(EXCERPT TO READ)
☆ ☆ ☆ ☆
While aggression may indeed lurk at sporting events, this is largely because aggression tends to lurk whenever men are crammed together. Attend a women’s professional soccer match, where crowds are more mixed, and you’ll likely not hear depraved chants or worry about fisticuffs. In other words, it’s not the spectators – it’s the thugs.
That said, there is a weird emotional charge that comes from watching sports. Even when alone, fans howl at deaf screens, or leap from the La-Z-Boy shrieking “We won!” – though they themselves won nothing.
These emotional spikes – half empathy, half ego – have few equivalents. Storytelling can produce a similar effect, when you’re gripped by a helter-skelter movie, or agog at a friend’s anecdote. The difference is that sport unfolds, live, before you: It’s drama with a kickoff time.
My father was a professor who strictly limited his contact with bouncy balls – he preferred to read and read, more words than breaths in his life. Yet this dedicated intellectual also remained in the clutch of sport from boyhood to old age.
In watching games, he claimed to find something uncorrupt. That would sound peculiar today, given that this World Cup was sullied before it even started; the notoriously crooked governing body of soccer, FIFA, awarded the hosting to Qatar, a wealthy peninsula of Arabian desert without any notable past in soccer, but with a notable present of rights abuse.
But what my father meant, I think, was that athletic contest is sincere: excellence testing itself against excellence, human endeavour stripped raw; a clash between those who flounder and those who exceed; the certainty that right now matters more than anything; and the recognition that we must always try again.
It’s the striving that addicts people to watching sports – this prospect of next time – even as others push in the opposite direction, and the ball bounces away, and all race after fate, believing they might cut off its path.
The fickle fan’s guide to Qatar 2022
As a spectator, you can moan, whoop or pray aloud, but then a final whistle sounds, and the facts are set, and the issue closed (though with much left to debate). All the unbridled noise and bluster may be why sports obsession is more common among men: Many consider emotion an all-or-nothing chaos, and fear that they’d lose face or control in outbursts. So many repress the far ends of passion, except when granted an exemption in sports.
☆ ☆ ☆ ☆
(INSTRUCTIONS)
1. Copy the stretch of the passage on watching sports from "These emotional spikes" through "a kickoff time.".
2. In the passage on watching sports, which country did FIFA award the hosting of this World Cup to?
☆ ☆ ☆ ☆
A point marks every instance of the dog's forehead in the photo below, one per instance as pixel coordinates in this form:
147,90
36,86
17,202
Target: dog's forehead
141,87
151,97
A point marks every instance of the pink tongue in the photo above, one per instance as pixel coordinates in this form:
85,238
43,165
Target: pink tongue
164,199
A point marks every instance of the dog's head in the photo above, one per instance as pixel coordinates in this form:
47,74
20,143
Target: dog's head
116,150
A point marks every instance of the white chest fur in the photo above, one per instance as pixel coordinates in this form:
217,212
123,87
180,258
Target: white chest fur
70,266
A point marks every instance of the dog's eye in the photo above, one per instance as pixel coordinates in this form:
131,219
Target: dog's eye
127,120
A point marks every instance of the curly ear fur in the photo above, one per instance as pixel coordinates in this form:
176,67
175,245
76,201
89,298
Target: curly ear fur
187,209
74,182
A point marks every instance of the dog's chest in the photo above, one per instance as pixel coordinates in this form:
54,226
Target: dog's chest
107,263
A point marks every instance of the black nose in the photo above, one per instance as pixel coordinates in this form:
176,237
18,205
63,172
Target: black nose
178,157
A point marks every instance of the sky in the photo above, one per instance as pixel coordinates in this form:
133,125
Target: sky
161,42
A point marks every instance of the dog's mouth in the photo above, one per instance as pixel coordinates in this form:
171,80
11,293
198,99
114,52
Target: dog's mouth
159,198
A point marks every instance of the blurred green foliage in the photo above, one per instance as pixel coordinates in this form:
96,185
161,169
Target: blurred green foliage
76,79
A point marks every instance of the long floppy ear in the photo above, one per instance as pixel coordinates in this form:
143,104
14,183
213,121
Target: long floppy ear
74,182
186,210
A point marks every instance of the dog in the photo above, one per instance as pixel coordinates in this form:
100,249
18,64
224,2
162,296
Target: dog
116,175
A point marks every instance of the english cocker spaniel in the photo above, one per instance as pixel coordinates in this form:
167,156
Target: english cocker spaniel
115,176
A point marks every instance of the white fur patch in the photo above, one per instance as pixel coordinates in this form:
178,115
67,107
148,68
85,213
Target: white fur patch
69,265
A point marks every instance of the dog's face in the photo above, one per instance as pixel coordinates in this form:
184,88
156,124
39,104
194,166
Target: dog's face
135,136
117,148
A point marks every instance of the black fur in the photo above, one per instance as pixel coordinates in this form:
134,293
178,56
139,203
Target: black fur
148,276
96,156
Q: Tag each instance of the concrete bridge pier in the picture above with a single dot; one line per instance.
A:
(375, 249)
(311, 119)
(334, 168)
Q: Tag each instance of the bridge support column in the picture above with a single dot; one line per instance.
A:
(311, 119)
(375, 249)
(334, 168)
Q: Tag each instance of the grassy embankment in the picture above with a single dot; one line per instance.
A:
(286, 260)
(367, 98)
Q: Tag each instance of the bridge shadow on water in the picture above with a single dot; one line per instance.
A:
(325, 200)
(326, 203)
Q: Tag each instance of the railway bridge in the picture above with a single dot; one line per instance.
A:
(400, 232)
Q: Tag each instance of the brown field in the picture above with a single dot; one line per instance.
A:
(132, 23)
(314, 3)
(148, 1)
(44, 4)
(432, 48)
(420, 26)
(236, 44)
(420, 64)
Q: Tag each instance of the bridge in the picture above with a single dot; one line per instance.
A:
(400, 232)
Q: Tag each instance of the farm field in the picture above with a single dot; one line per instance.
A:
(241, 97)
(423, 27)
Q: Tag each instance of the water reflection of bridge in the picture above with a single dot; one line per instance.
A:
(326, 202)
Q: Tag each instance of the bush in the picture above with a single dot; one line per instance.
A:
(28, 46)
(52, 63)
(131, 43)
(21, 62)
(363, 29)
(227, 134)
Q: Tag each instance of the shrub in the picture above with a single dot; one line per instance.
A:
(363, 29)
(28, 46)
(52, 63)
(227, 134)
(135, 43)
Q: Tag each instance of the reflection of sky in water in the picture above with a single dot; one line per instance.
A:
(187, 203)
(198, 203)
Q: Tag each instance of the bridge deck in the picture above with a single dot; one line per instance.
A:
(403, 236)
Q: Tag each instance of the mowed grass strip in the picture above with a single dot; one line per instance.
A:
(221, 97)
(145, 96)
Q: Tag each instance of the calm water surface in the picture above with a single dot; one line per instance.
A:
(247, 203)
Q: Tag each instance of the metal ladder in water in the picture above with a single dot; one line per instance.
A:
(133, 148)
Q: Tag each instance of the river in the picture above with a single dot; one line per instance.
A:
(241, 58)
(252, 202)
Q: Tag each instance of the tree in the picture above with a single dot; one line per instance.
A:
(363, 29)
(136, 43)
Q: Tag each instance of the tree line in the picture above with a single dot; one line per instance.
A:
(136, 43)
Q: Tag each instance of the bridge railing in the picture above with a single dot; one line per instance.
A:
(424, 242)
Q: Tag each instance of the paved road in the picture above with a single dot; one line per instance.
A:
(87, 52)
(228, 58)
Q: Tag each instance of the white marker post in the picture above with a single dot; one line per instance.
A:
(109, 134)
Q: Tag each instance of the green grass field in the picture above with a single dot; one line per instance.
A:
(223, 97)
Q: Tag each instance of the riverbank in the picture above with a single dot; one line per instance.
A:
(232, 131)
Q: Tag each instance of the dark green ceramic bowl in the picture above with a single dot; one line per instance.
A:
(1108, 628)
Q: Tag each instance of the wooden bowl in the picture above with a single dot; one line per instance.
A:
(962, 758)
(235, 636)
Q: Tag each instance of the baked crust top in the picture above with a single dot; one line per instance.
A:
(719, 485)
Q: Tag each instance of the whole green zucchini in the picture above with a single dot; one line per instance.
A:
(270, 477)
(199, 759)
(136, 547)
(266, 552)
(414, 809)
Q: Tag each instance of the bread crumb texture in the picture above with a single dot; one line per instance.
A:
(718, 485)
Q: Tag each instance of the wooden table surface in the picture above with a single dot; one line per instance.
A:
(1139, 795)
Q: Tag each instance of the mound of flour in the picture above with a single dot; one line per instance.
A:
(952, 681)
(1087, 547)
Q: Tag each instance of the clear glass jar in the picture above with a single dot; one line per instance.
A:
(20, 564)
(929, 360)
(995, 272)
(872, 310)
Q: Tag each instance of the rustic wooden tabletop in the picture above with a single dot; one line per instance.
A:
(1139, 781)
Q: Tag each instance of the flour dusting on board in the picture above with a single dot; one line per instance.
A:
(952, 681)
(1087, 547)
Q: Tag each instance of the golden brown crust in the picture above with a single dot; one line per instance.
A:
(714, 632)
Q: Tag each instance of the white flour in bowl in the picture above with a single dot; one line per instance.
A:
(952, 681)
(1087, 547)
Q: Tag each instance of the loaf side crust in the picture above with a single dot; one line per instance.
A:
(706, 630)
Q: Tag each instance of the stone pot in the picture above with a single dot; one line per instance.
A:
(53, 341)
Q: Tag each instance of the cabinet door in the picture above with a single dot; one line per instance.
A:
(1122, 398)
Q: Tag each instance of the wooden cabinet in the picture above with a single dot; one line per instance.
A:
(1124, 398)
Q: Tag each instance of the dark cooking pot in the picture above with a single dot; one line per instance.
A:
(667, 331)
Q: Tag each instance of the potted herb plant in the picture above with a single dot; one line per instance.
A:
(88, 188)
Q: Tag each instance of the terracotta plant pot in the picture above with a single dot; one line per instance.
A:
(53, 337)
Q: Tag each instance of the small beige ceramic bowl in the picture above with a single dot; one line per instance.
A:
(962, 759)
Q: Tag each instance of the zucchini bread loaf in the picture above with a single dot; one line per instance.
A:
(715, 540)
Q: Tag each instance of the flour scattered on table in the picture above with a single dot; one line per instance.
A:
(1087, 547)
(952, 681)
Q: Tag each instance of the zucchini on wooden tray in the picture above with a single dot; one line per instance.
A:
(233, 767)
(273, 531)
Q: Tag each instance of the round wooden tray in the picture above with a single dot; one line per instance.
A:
☆ ☆ ☆ ☆
(EXERCISE SOLUTIONS)
1.
These emotional spikes – half empathy, half ego – have few equivalents. Storytelling can produce a similar effect, when you’re gripped by a helter-skelter movie, or agog at a friend’s anecdote. The difference is that sport unfolds, live, before you: It’s drama with a kickoff time.

2. Qatar